**Tarefas a realizar:**
a – No texto sobre o prazo de impugnação judicial, reescreva de forma mais breve o parágrafo que começa por "O prazo de impugnação judicial é de 20 dias", mantendo os factos principais.
b – Reescreva o trecho do texto sobre o prazo de impugnação judicial que vai de "A impugnação judicial" a "41 do 5.º PDF sob Citius 40595677 de 05-11-2024).". Substitua "entidade administrativa" por "autoridade administrativa".
c – Prossiga o texto sobre o prazo de impugnação judicial a partir do ponto em que termina.

A decisão administrativa foi notificada à recorrente no dia 27-06-2024 por contacto pessoal através da Polícia de Segurança Pública (fls. 265 do auto administrativo – p. 39 do 5.º PDF sob Citius 40595677 de 05-11-2024).
O prazo de impugnação judicial é de 20 dias (cf. art. 59.º, n.º 3, do Decreto-Lei n.º 433/82, de 27 de Outubro ex vi art. 2.º, n.º 1, da Lei n.º 50/2006, de 29 de Agosto), e só se suspende aos sábados, domingos e feriados (art. 60.º, n.º 1, do Decreto-Lei n.º 433/82, de 27 de Outubro ex vi art. 2.º, n.º 1, da Lei n.º 50/2006, de 29 de Agosto, e segundo acórdão de fixação de jurisprudência n.º 2/94).
Tal prazo transcorreu completamente a 25-07-2023.
A impugnação judicial sub judice foi apresentada à entidade administrativa a 08-08-2024 (fls. 267 do auto administrativo – p. 41 do 5.º PDF sob Citius 40595677 de 05-11-2024).
Conclui-se, assim, que o recurso de impugnação judicial em crise é extemporâneo, porque apresentado à entidade administrativa após a extinção do prazo para o efeito.

**Exemplos de marcação de pontos:**
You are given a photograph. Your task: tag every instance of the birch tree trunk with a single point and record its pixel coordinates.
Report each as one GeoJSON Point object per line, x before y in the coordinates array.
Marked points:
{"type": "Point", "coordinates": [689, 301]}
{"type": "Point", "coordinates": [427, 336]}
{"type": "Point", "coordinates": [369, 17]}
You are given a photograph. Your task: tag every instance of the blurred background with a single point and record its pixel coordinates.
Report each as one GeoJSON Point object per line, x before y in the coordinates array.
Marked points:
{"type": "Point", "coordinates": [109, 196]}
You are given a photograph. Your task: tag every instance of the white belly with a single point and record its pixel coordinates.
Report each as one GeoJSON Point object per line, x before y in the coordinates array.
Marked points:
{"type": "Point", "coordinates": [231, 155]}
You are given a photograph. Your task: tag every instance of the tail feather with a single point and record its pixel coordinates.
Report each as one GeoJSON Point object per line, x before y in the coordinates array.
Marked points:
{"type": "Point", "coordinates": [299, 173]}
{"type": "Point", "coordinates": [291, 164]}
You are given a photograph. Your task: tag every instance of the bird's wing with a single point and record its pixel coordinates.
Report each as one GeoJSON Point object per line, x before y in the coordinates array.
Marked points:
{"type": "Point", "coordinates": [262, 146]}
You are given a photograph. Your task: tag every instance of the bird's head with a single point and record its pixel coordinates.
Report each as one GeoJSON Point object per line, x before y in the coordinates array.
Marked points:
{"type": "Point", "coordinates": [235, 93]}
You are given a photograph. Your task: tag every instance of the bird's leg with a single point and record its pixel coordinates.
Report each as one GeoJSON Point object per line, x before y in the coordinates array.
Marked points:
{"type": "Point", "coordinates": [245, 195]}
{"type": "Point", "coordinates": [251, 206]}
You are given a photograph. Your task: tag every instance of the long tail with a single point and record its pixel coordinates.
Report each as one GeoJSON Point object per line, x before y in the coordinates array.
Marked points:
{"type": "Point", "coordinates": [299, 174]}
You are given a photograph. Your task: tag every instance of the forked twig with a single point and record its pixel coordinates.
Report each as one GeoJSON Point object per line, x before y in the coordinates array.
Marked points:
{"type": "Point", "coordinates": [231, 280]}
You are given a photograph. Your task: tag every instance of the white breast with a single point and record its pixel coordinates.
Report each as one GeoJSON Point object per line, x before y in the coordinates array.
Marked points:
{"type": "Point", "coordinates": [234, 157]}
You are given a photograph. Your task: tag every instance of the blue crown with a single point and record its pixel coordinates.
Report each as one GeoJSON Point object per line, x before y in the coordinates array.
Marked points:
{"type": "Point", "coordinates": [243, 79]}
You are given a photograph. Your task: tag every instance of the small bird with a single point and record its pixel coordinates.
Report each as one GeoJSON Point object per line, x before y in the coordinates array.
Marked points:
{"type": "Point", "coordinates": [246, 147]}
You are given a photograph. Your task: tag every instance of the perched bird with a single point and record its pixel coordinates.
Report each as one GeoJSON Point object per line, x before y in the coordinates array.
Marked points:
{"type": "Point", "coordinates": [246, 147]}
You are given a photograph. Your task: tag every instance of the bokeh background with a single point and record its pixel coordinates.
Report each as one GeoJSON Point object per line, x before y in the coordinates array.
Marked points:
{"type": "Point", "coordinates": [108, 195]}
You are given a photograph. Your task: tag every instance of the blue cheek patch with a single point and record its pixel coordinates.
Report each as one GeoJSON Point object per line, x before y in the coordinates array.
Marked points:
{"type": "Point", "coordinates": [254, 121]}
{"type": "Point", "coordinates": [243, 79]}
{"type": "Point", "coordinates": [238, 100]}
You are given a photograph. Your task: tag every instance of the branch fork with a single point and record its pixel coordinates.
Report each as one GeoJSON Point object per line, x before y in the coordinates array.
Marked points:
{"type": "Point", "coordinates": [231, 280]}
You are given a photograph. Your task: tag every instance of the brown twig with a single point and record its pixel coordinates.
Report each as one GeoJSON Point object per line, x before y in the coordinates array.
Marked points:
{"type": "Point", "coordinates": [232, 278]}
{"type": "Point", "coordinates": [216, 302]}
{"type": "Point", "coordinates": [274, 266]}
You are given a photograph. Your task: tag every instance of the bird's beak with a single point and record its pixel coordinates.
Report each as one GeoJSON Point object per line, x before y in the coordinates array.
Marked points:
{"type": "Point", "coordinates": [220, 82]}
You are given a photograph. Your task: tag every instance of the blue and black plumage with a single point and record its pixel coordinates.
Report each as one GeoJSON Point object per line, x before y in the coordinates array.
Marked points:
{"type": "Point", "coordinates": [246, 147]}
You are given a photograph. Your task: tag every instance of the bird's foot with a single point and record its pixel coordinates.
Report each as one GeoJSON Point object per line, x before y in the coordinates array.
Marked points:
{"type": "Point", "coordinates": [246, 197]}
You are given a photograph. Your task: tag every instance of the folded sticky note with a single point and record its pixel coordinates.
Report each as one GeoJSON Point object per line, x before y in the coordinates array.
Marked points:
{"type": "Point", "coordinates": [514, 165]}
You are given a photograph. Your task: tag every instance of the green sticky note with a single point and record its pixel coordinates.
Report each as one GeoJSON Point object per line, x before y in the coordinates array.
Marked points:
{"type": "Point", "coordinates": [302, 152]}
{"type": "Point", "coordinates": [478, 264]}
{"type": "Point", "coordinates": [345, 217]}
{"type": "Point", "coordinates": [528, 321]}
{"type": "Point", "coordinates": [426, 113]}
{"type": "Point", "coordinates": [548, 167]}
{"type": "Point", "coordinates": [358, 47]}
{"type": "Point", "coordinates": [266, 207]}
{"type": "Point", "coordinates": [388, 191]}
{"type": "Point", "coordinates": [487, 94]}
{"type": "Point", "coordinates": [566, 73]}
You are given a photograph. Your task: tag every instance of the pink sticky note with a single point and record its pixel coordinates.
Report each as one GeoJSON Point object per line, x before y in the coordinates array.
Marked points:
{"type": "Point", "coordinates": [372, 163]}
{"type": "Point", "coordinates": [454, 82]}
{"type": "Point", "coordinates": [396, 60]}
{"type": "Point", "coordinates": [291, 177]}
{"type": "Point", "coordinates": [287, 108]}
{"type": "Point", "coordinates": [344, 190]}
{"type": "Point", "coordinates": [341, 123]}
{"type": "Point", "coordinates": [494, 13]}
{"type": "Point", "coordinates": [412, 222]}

**Respostas por tarefa:**
a – A impugnação judicial tem um prazo de 20 dias, segundo o art. 59.º, n.º 3, do Decreto-Lei n.º 433/82, aplicável por força do art. 2.º, n.º 1, da Lei n.º 50/2006. Esse prazo só se suspende aos sábados, domingos e feriados, conforme o art. 60.º, n.º 1, do mesmo decreto-lei e o acórdão de fixação de jurisprudência n.º 2/94.

b –
A impugnação judicial sub judice foi apresentada à autoridade administrativa a 08-08-2024 (fls. 267 do auto administrativo – p. 41 do 5.º PDF sob Citius 40595677 de 05-11-2024).

c –
Ante o exposto, o Tribunal rejeita, por extemporâneo, o recurso de impugnação judicial apresentado pela A..., LDA., tudo ao abrigo dos arts. 59.º, n.º 3, 60.º, n.º 1, e 63.º, n.º 1, do Decreto-Lei n.º 433/82, de 27 de Outubro (ex vi art. 2.º, n.º 1, da Lei n.º 50/2006, de 29 de Agosto).
Custas pela recorrente, que se fixam em 1 UC, nos termos conjugados do art. 8.º, n.º 9, e tabela III anexa, do Regulamento das Custas Processuais.
Notifique.
Deposite, cf. arts. 372.º, n.º 5, e 373.º, n.º 2, do Código de Processo Penal ex vi 41.º, n.º 1, do Decreto-Lei n.º 433/82, de 27 de Outubro.
Após trânsito, comunique ao Inspeção-Geral da Agricultura, do Mar, do Ambiente e do Ordenamento do Território, cf. art. 70.º, n.º 4, do Decreto-Lei n.º 433/82, de 27 de Outubro.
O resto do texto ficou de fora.